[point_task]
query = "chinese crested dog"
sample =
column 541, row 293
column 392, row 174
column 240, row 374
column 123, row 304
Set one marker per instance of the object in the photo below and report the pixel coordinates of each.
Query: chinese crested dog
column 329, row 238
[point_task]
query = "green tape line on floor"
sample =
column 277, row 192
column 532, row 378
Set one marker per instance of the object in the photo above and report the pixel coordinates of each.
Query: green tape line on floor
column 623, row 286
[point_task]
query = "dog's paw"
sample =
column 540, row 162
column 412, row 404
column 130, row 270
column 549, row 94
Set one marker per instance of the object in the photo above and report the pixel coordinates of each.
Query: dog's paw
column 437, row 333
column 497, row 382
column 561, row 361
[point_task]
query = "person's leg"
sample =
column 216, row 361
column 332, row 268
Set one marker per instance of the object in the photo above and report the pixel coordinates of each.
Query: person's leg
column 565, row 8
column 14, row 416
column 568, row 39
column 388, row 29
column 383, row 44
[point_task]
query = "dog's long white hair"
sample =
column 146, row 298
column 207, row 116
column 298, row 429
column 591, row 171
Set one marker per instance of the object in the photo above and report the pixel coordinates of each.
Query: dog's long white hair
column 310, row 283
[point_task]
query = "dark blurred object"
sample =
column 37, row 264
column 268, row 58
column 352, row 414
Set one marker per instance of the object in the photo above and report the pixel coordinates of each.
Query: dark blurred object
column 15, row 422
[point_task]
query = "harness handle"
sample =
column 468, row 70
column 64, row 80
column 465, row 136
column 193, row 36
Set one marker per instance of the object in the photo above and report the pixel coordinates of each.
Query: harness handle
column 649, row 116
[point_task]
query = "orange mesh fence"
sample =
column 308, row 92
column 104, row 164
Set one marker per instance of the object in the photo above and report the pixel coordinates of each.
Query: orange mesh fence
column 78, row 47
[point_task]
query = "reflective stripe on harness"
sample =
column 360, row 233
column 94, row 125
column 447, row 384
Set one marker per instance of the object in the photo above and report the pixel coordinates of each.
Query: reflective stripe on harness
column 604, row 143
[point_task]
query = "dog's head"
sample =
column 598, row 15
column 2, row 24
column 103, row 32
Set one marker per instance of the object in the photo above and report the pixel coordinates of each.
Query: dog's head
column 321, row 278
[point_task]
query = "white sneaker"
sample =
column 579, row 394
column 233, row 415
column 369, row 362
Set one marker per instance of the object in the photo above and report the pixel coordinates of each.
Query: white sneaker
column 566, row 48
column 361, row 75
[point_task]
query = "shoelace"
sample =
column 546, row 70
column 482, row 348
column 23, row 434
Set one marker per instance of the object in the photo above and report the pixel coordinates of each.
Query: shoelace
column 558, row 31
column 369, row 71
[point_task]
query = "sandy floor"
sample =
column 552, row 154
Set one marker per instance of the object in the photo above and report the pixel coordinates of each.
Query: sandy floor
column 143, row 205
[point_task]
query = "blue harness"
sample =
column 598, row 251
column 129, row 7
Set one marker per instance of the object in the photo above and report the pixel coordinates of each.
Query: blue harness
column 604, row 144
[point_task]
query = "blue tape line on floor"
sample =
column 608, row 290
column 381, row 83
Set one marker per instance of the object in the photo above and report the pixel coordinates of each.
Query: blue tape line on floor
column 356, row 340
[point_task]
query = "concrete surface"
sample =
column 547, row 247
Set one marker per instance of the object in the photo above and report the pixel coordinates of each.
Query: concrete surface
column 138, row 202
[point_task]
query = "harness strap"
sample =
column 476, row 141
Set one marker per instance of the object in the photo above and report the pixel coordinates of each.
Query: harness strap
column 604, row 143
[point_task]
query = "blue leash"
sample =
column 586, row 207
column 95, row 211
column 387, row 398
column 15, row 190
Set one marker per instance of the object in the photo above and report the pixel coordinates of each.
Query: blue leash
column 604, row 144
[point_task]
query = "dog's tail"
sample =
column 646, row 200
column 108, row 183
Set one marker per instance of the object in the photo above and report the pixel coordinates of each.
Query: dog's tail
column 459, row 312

****************

• _Problem description_:
Copy every record exactly, with nothing added or dropped.

• _Output for this task_:
[point_task]
query = "chinese crested dog"
sample =
column 541, row 293
column 392, row 174
column 240, row 374
column 123, row 304
Set one marker per instance of the object in the photo below and report the pixel coordinates of each.
Query: chinese crested dog
column 329, row 238
[point_task]
query = "green tape line on floor"
sample =
column 277, row 192
column 532, row 378
Set one marker per instance of the object in the photo above and report the pixel coordinates of each.
Query: green tape line on floor
column 623, row 286
[point_task]
query = "dog's paw"
sample =
column 540, row 162
column 412, row 404
column 130, row 270
column 549, row 94
Set one marker per instance of the object in the photo above and report the pixel coordinates of each.
Query: dog's paw
column 437, row 333
column 497, row 382
column 561, row 361
[point_task]
query = "person's leg"
sample =
column 216, row 361
column 332, row 268
Set one marker per instance of the object in the photo above and report the pixel coordinates of each.
Query: person's leg
column 565, row 8
column 14, row 416
column 568, row 39
column 388, row 29
column 383, row 44
[point_task]
query = "dog's long white hair"
sample =
column 146, row 298
column 207, row 116
column 298, row 429
column 591, row 171
Set one marker per instance of the object in the photo above and report the pixel coordinates of each.
Query: dog's long white hair
column 310, row 283
[point_task]
query = "dark blurred object"
sample =
column 37, row 264
column 268, row 58
column 352, row 414
Set one marker per instance of the object in the photo above and report the pixel coordinates of each.
Query: dark blurred object
column 15, row 422
[point_task]
query = "harness handle"
sample =
column 468, row 70
column 64, row 80
column 465, row 136
column 193, row 36
Set one marker per instance of the object in the photo above and report the pixel coordinates of each.
Query: harness handle
column 649, row 116
[point_task]
query = "orange mesh fence"
sample =
column 308, row 92
column 104, row 164
Set one marker per instance of the object in the photo above and report the pixel coordinates of each.
Query: orange mesh fence
column 78, row 47
[point_task]
query = "reflective stripe on harness"
sample =
column 360, row 233
column 94, row 125
column 447, row 384
Set one marker per instance of the object in the photo above and report the pixel coordinates of each.
Query: reflective stripe on harness
column 604, row 143
[point_task]
query = "dog's head"
sample =
column 598, row 15
column 2, row 24
column 103, row 32
Set one marker per instance of the object in the photo above and report the pixel coordinates of each.
Query: dog's head
column 321, row 278
[point_task]
query = "white sneaker"
sample =
column 579, row 394
column 233, row 415
column 369, row 362
Set one marker per instance of the object in the photo above and report the pixel coordinates of each.
Query: white sneaker
column 566, row 48
column 361, row 75
[point_task]
query = "shoelace"
sample =
column 546, row 70
column 482, row 348
column 23, row 434
Set one marker per instance of the object in the photo above and report the pixel coordinates of each.
Query: shoelace
column 558, row 31
column 369, row 71
[point_task]
query = "sandy floor"
sample =
column 552, row 154
Set one marker per instance of the object in the photo above and report the pixel coordinates of each.
Query: sandy floor
column 143, row 205
[point_task]
query = "blue harness"
sample =
column 598, row 251
column 129, row 7
Set one marker per instance of the object in the photo above and report the pixel coordinates of each.
Query: blue harness
column 604, row 144
[point_task]
query = "blue tape line on floor"
sample =
column 608, row 290
column 381, row 83
Set one marker per instance of the object in the photo above and report the pixel coordinates of each.
Query: blue tape line on floor
column 356, row 340
[point_task]
query = "concrete surface"
sample =
column 547, row 247
Set one marker per instance of the object in the photo above and report the pixel coordinates of each.
Query: concrete surface
column 138, row 202
[point_task]
query = "harness strap"
sample =
column 476, row 141
Set one marker per instance of the object in the photo above and report the pixel coordinates of each.
Query: harness strap
column 604, row 143
[point_task]
query = "blue leash"
sample =
column 586, row 207
column 95, row 211
column 387, row 398
column 15, row 190
Set one marker per instance of the object in the photo above and report the pixel coordinates of each.
Query: blue leash
column 604, row 144
[point_task]
query = "dog's tail"
sample =
column 646, row 200
column 108, row 183
Set one marker per instance of the object in the photo above and report the pixel coordinates of each.
Query: dog's tail
column 459, row 312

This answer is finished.